— Start of DATA LINES —

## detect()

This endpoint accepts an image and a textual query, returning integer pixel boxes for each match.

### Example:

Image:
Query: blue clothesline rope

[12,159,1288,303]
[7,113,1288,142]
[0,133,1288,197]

— End of DATA LINES —

> _WORK TO COMPLETE_
Rewrite the listing with "clothesline rope" replaced by "washing line" and everything else unchanged.

> _TASK ANSWER_
## detect()

This endpoint accepts an image and a textual query, returning integer pixel boxes for each match.

### Example:

Image:
Query: blue washing line

[12,159,1288,303]
[7,113,1288,142]
[0,133,1288,197]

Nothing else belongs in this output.